**Your assignment:**
How many of the lines below include the word "reflection"? Only the number should be given.

Entries taken from a collection:
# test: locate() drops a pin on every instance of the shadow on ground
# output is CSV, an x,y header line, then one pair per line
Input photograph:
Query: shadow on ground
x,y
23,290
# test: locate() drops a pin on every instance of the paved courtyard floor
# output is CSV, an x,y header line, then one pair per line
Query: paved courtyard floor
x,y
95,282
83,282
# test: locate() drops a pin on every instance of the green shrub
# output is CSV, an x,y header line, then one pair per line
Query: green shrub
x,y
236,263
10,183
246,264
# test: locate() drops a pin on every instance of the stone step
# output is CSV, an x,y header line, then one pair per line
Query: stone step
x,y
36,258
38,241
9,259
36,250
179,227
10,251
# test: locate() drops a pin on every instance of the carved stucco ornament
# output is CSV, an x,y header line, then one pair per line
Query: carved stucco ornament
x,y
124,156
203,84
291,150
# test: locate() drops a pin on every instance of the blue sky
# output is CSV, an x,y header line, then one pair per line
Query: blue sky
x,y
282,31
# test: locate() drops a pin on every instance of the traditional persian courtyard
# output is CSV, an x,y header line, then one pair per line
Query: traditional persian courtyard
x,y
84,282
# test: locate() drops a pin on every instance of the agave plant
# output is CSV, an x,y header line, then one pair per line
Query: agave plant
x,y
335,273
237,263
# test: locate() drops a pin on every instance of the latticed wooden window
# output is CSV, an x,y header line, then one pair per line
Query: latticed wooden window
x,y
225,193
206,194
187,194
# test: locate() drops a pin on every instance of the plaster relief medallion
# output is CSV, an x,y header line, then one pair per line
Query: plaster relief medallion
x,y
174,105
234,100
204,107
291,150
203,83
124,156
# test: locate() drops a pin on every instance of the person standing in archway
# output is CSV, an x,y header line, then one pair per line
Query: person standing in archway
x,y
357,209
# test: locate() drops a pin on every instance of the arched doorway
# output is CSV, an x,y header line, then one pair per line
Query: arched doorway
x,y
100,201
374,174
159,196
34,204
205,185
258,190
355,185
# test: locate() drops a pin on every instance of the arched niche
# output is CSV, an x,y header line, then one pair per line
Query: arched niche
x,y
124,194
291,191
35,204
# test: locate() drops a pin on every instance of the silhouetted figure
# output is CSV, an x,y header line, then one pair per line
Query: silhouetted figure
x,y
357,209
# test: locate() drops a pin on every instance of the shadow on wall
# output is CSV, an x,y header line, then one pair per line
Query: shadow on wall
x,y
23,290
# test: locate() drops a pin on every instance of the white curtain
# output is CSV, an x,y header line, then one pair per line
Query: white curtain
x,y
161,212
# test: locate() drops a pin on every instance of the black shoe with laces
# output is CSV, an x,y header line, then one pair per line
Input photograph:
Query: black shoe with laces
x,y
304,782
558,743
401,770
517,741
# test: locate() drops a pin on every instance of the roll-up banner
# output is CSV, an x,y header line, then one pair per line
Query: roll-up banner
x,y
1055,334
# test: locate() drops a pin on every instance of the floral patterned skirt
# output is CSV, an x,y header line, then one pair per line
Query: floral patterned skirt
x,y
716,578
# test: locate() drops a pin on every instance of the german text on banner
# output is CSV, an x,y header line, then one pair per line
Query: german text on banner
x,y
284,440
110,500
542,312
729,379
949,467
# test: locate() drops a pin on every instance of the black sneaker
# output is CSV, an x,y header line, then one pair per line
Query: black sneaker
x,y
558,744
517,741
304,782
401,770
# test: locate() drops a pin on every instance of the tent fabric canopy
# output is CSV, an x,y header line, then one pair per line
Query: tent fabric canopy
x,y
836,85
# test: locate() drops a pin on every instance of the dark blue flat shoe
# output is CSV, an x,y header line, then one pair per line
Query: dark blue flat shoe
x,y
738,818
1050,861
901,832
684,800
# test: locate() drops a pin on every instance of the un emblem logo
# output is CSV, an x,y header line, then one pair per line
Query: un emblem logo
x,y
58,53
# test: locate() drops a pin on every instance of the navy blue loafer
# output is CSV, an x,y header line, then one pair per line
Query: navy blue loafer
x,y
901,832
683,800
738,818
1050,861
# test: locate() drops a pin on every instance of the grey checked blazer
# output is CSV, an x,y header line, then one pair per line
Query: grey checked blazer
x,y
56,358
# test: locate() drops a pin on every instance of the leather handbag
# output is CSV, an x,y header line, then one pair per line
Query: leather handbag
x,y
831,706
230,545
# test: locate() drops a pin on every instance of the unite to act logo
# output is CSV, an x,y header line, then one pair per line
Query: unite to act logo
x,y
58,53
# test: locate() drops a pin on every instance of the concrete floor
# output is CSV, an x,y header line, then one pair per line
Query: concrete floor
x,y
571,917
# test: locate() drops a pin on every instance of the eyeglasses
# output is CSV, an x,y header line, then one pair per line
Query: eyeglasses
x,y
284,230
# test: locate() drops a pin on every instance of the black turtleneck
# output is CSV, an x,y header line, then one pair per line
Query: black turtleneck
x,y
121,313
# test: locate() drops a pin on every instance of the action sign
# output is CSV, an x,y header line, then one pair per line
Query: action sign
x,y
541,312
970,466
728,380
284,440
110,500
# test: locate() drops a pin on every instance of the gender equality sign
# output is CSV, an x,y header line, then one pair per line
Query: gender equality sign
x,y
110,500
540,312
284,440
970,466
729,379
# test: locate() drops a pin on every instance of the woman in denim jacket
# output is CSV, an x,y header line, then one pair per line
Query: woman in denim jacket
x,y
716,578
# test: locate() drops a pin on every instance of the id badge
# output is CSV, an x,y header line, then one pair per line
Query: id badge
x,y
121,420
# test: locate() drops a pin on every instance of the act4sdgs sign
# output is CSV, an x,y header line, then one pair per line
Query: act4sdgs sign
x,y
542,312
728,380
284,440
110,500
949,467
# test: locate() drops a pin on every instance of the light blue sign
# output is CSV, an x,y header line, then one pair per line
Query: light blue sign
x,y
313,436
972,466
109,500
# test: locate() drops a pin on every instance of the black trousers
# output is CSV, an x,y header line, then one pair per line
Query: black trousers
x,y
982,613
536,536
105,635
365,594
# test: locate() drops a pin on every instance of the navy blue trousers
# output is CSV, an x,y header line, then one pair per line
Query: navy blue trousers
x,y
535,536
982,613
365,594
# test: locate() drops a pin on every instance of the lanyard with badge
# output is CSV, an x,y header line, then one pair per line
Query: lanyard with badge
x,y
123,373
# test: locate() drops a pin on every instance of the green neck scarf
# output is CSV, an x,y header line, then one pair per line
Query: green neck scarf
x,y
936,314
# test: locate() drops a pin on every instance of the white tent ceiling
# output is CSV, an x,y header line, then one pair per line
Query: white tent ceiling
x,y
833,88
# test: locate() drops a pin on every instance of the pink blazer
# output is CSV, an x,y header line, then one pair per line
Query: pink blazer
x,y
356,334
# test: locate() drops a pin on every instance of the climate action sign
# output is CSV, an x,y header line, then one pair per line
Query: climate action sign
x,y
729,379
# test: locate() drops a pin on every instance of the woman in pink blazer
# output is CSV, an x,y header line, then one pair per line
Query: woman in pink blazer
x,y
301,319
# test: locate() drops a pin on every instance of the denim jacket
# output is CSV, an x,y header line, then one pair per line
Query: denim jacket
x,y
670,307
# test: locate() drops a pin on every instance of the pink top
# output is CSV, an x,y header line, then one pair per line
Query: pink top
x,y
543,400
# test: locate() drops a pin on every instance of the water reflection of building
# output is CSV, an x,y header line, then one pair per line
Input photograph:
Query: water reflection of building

**Expected output:**
2